>> Begin Data provided

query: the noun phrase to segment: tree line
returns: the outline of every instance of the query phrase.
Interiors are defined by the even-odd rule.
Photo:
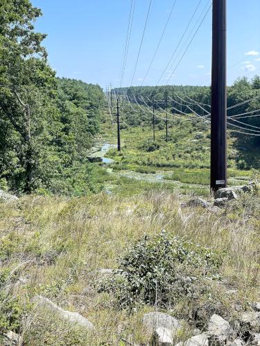
[[[88,181],[103,90],[56,78],[29,0],[2,0],[0,12],[0,188],[71,192],[78,172]]]

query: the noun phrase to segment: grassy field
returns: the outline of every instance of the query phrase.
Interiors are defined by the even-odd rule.
[[[104,123],[103,140],[114,143],[114,129]],[[176,124],[169,133],[168,143],[163,130],[153,143],[147,126],[122,130],[121,152],[107,153],[114,161],[89,166],[93,188],[87,196],[31,195],[0,202],[0,344],[3,334],[13,330],[30,346],[147,345],[150,336],[142,318],[155,310],[181,321],[176,343],[195,328],[206,330],[213,313],[241,333],[240,311],[250,311],[260,293],[260,197],[243,195],[218,211],[184,208],[192,196],[211,197],[209,132]],[[246,183],[254,171],[239,168],[234,138],[229,139],[228,152],[229,183]],[[155,302],[144,299],[141,290],[131,305],[123,304],[136,282],[122,277],[117,282],[116,276],[105,281],[100,270],[121,268],[128,258],[132,265],[141,248],[137,272],[155,261],[148,272],[149,290],[158,277],[167,284],[168,271],[162,268],[164,274],[156,276],[168,248],[168,238],[165,244],[156,238],[162,234],[177,237],[184,244],[182,253],[188,251],[186,264],[173,266],[171,295],[156,291]],[[155,255],[146,243],[148,237],[157,239]],[[212,273],[208,264],[203,266],[205,255],[214,264]],[[39,307],[36,295],[80,313],[94,329],[87,331]]]
[[[116,134],[114,125],[103,125],[103,134],[110,140],[115,139]],[[200,186],[199,194],[209,194],[210,135],[208,125],[188,122],[183,125],[176,122],[171,125],[168,131],[168,142],[165,140],[165,130],[156,130],[155,142],[153,142],[152,129],[148,126],[130,127],[123,129],[121,134],[121,151],[111,149],[107,156],[114,162],[110,165],[114,172],[133,171],[146,174],[162,174],[165,183],[173,181],[193,185],[198,193],[198,185]],[[252,167],[242,164],[241,152],[236,148],[234,138],[228,138],[228,184],[242,185],[248,181],[253,174]],[[259,154],[258,154],[259,155]],[[258,156],[255,158],[257,161]],[[166,188],[173,186],[166,185]],[[180,186],[180,185],[179,185]],[[175,186],[176,188],[176,185]],[[182,186],[182,190],[185,186]]]
[[[15,204],[0,203],[0,285],[4,298],[0,331],[14,329],[23,335],[26,345],[35,346],[147,343],[141,318],[155,307],[119,309],[114,294],[95,289],[98,275],[93,273],[116,268],[130,245],[163,229],[208,247],[221,258],[218,278],[207,281],[209,291],[196,300],[183,296],[171,309],[158,303],[157,309],[182,320],[179,340],[190,336],[198,325],[203,330],[214,312],[236,320],[235,307],[249,309],[260,293],[259,197],[245,196],[218,214],[181,209],[187,198],[153,188],[132,197],[31,196]],[[200,289],[205,283],[196,284]],[[225,293],[232,289],[232,293]],[[35,294],[80,312],[95,329],[87,333],[53,311],[35,307]],[[195,308],[201,313],[198,321],[190,317]]]

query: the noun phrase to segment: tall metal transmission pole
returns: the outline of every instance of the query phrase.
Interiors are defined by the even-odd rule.
[[[165,93],[165,109],[166,111],[166,120],[165,120],[166,124],[166,142],[168,142],[168,112],[167,112],[167,98],[168,98],[168,93],[167,90]]]
[[[226,0],[213,0],[210,178],[211,192],[227,186],[226,36]]]
[[[116,122],[117,122],[117,150],[120,152],[121,150],[121,143],[120,143],[120,121],[119,121],[119,99],[116,99]]]
[[[155,100],[153,99],[153,141],[155,141]]]

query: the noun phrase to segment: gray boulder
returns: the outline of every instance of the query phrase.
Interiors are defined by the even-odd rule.
[[[0,202],[10,203],[17,201],[18,199],[19,199],[17,196],[5,192],[2,190],[0,190]]]
[[[3,346],[20,346],[22,344],[22,337],[10,331],[3,334]]]
[[[247,326],[252,331],[260,329],[260,312],[248,311],[242,313],[240,322],[242,326]]]
[[[150,312],[143,318],[143,323],[152,338],[152,344],[168,346],[173,343],[173,338],[180,327],[180,322],[166,313]]]
[[[240,185],[230,188],[223,188],[215,192],[215,198],[227,197],[229,201],[237,199],[237,194],[252,193],[254,190],[254,183],[249,183],[248,185]]]
[[[187,203],[187,207],[202,207],[202,208],[209,208],[211,205],[209,202],[202,199],[201,198],[193,198],[189,201]]]
[[[209,345],[225,343],[230,331],[231,327],[229,322],[214,313],[209,320],[207,331],[209,338]]]
[[[176,346],[208,346],[209,337],[205,333],[192,336],[187,341],[179,343]]]
[[[252,307],[256,311],[260,312],[260,302],[255,302],[252,304]]]
[[[245,342],[241,338],[237,338],[233,341],[228,341],[227,343],[227,346],[243,346],[244,345]]]
[[[39,305],[56,312],[56,313],[61,318],[68,320],[71,322],[78,323],[78,325],[85,327],[87,329],[92,329],[94,328],[92,323],[80,313],[63,310],[63,309],[59,307],[48,298],[42,297],[41,295],[36,295],[34,300]]]
[[[252,333],[251,334],[251,345],[260,345],[260,333]]]
[[[215,192],[215,198],[226,198],[227,201],[237,199],[238,196],[234,188],[223,188]]]
[[[225,206],[227,203],[228,202],[227,198],[217,198],[214,200],[213,204],[215,207],[223,207]]]

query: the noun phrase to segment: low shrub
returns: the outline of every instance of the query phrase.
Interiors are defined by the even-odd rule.
[[[114,275],[98,288],[112,292],[121,307],[158,301],[168,304],[183,296],[196,299],[207,290],[202,280],[217,275],[220,262],[211,250],[162,231],[130,246]]]

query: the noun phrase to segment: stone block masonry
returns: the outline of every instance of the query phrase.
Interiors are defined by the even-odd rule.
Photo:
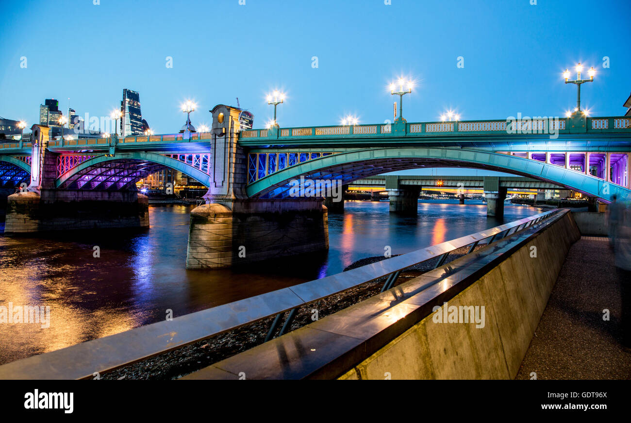
[[[9,196],[4,233],[148,227],[148,199],[136,191],[42,189]]]

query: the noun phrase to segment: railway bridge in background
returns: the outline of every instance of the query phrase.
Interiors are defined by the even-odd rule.
[[[187,266],[218,268],[328,247],[327,208],[314,181],[334,185],[396,170],[468,167],[510,173],[610,202],[631,200],[631,118],[491,120],[241,131],[240,110],[220,105],[208,133],[50,140],[34,125],[28,141],[0,144],[0,183],[9,234],[148,226],[135,183],[167,167],[208,187],[191,212]],[[296,188],[296,182],[300,185]],[[292,188],[293,189],[292,189]],[[416,206],[418,186],[392,188]],[[506,187],[485,187],[502,203]],[[416,194],[415,194],[416,193]],[[397,200],[398,198],[399,200]],[[489,205],[489,214],[501,215]],[[244,249],[245,254],[239,252]],[[240,256],[242,255],[243,256]]]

>> End Data provided

What is being asked: Render every line of the material above as a Markdown table with the columns "Row" and "Line," skipping blank lines. Leave the pictures out of the table.

Written response:
| Row | Line |
|---|---|
| 1 | query: the noun phrase to segment: tree line |
| 2 | returns: the outline of every instance of the query phrase. |
| 3 | Interiors are defined by the even-odd rule. |
| 4 | Photo: |
| 5 | [[[88,181],[103,90],[56,78],[29,0],[2,0],[0,12],[0,188],[71,192],[78,172]]] |
| 6 | query: the noun phrase to segment: grassy field |
| 7 | returns: the outline of every instance of the query phrase. |
| 8 | Interiors are defined by the even-odd rule. |
| 9 | [[[104,123],[103,140],[114,143],[114,129]],[[176,124],[169,133],[168,143],[163,130],[153,143],[147,126],[122,130],[121,152],[107,153],[114,161],[89,166],[93,188],[87,196],[31,195],[0,202],[0,344],[3,334],[13,330],[30,346],[147,345],[150,336],[142,318],[155,310],[181,321],[176,343],[195,328],[206,330],[213,313],[241,333],[240,311],[250,311],[260,293],[260,197],[243,195],[218,211],[184,208],[192,196],[211,197],[209,132]],[[246,183],[254,171],[239,168],[234,138],[229,139],[228,152],[229,183]],[[155,302],[144,299],[141,290],[131,305],[123,304],[136,282],[122,277],[117,282],[116,276],[105,281],[100,270],[121,268],[128,258],[132,265],[141,248],[137,272],[155,261],[148,272],[149,290],[158,277],[167,284],[168,271],[162,268],[164,274],[156,276],[168,248],[168,238],[165,244],[156,238],[162,234],[177,237],[184,244],[182,253],[188,251],[186,264],[173,266],[171,295],[156,291]],[[155,255],[146,243],[148,237],[157,239]],[[212,273],[208,264],[203,266],[205,255],[214,264]],[[39,307],[36,295],[80,313],[94,329],[87,331]]] |
| 10 | [[[116,134],[114,125],[103,125],[103,134],[110,140],[115,139]],[[200,186],[199,194],[209,194],[210,135],[208,125],[188,122],[183,125],[176,122],[171,125],[168,131],[168,142],[165,140],[165,130],[156,130],[155,142],[153,142],[152,129],[148,126],[130,127],[123,129],[121,134],[121,151],[111,149],[107,156],[114,162],[110,165],[114,172],[133,171],[146,174],[162,174],[165,183],[173,181],[193,185],[198,193],[198,185]],[[252,167],[242,164],[241,152],[236,148],[234,138],[228,138],[228,184],[242,185],[248,181],[253,174]],[[259,154],[258,154],[259,155]],[[258,156],[255,158],[257,161]],[[166,188],[173,186],[166,185]],[[180,186],[180,185],[179,185]],[[175,186],[176,188],[176,185]],[[182,186],[182,190],[185,186]]] |
| 11 | [[[15,204],[0,203],[0,285],[4,298],[0,331],[14,329],[23,335],[26,345],[35,346],[147,343],[141,318],[155,307],[119,309],[114,294],[95,289],[98,275],[93,273],[116,268],[130,245],[163,229],[208,247],[221,258],[218,278],[207,281],[209,291],[196,300],[183,296],[171,309],[158,303],[157,309],[182,320],[179,340],[190,336],[198,325],[203,330],[214,312],[236,320],[235,307],[249,309],[260,293],[259,197],[245,196],[218,214],[181,209],[187,198],[153,188],[132,197],[31,196]],[[200,289],[205,283],[196,284]],[[225,293],[232,289],[232,293]],[[35,294],[80,312],[95,329],[87,333],[53,311],[35,307]],[[195,308],[201,313],[198,321],[190,317]]] |
| 12 | query: the noun phrase to segment: tall metal transmission pole |
| 13 | returns: the outline of every instance of the query phrase. |
| 14 | Interiors are defined by the even-odd rule. |
| 15 | [[[165,93],[165,109],[166,111],[166,120],[165,120],[166,124],[166,142],[168,142],[168,112],[167,112],[167,98],[168,98],[168,93],[167,90]]] |
| 16 | [[[226,0],[213,0],[210,178],[211,192],[227,186],[226,36]]] |
| 17 | [[[116,122],[117,122],[117,150],[120,152],[121,150],[121,143],[120,143],[120,121],[119,121],[119,99],[116,99]]] |
| 18 | [[[155,100],[153,99],[153,141],[155,141]]] |
| 19 | query: the noun phrase to segment: gray boulder |
| 20 | returns: the outline of every instance of the query phrase. |
| 21 | Interiors are defined by the even-odd rule. |
| 22 | [[[0,202],[10,203],[17,201],[18,199],[19,199],[17,196],[5,192],[2,190],[0,190]]] |
| 23 | [[[3,346],[20,346],[22,344],[22,337],[10,331],[3,334]]] |
| 24 | [[[247,326],[252,331],[260,329],[260,312],[248,311],[242,313],[240,322],[242,326]]] |
| 25 | [[[150,312],[143,318],[143,323],[152,338],[152,344],[168,346],[173,343],[173,338],[180,327],[180,322],[166,313]]] |
| 26 | [[[240,185],[230,188],[223,188],[215,192],[215,198],[227,197],[229,201],[237,199],[237,194],[252,193],[254,190],[254,183],[249,183],[248,185]]] |
| 27 | [[[187,203],[187,207],[202,207],[202,208],[209,208],[211,205],[209,202],[202,199],[201,198],[193,198],[189,201]]] |
| 28 | [[[209,345],[225,343],[230,331],[231,327],[229,322],[214,313],[209,320],[207,331],[209,338]]] |
| 29 | [[[176,346],[208,346],[209,337],[205,333],[192,336],[187,341],[179,343]]] |
| 30 | [[[252,307],[256,311],[260,312],[260,302],[255,302],[252,304]]] |
| 31 | [[[245,342],[241,338],[237,338],[233,341],[228,341],[227,343],[227,346],[243,346],[244,345]]] |
| 32 | [[[39,305],[56,312],[56,313],[61,318],[68,320],[71,322],[78,323],[78,325],[85,327],[87,329],[92,329],[94,328],[92,323],[80,313],[63,310],[63,309],[59,307],[48,298],[42,297],[41,295],[36,295],[34,300]]] |
| 33 | [[[252,333],[251,334],[251,345],[260,345],[260,333]]] |
| 34 | [[[215,192],[215,198],[226,198],[227,201],[237,199],[238,196],[234,188],[223,188]]] |
| 35 | [[[225,206],[227,203],[228,202],[227,198],[217,198],[214,200],[213,204],[215,207],[223,207]]] |
| 36 | query: the noun phrase to segment: low shrub |
| 37 | returns: the outline of every instance of the query phrase. |
| 38 | Interiors are defined by the even-odd rule. |
| 39 | [[[114,275],[98,288],[112,292],[121,307],[158,301],[168,304],[183,296],[196,299],[207,290],[202,280],[217,275],[220,262],[211,250],[162,231],[130,246]]] |
| 40 | query: the noun phrase to segment: stone block masonry |
| 41 | returns: the outline of every instance of the query phrase. |
| 42 | Interiors are defined by the even-odd rule. |
| 43 | Photo: |
| 44 | [[[9,196],[4,233],[148,227],[148,199],[136,191],[42,189]]] |
| 45 | query: the noun phrase to segment: railway bridge in background |
| 46 | returns: the outline of every instance of the query phrase. |
| 47 | Interiors are defined by the even-odd rule. |
| 48 | [[[187,266],[218,268],[328,247],[327,208],[314,181],[334,185],[396,170],[468,167],[510,173],[610,202],[631,200],[631,118],[491,120],[241,131],[240,110],[220,105],[208,133],[50,140],[34,125],[28,141],[0,144],[0,183],[9,234],[148,226],[135,183],[167,167],[208,187],[191,212]],[[296,188],[296,182],[300,185]],[[292,188],[293,189],[292,189]],[[416,206],[418,186],[392,188]],[[506,187],[485,187],[502,203]],[[416,194],[415,194],[416,193]],[[397,200],[398,198],[399,200]],[[489,205],[489,214],[501,215]],[[244,249],[245,254],[239,252]],[[240,256],[242,255],[243,256]]] |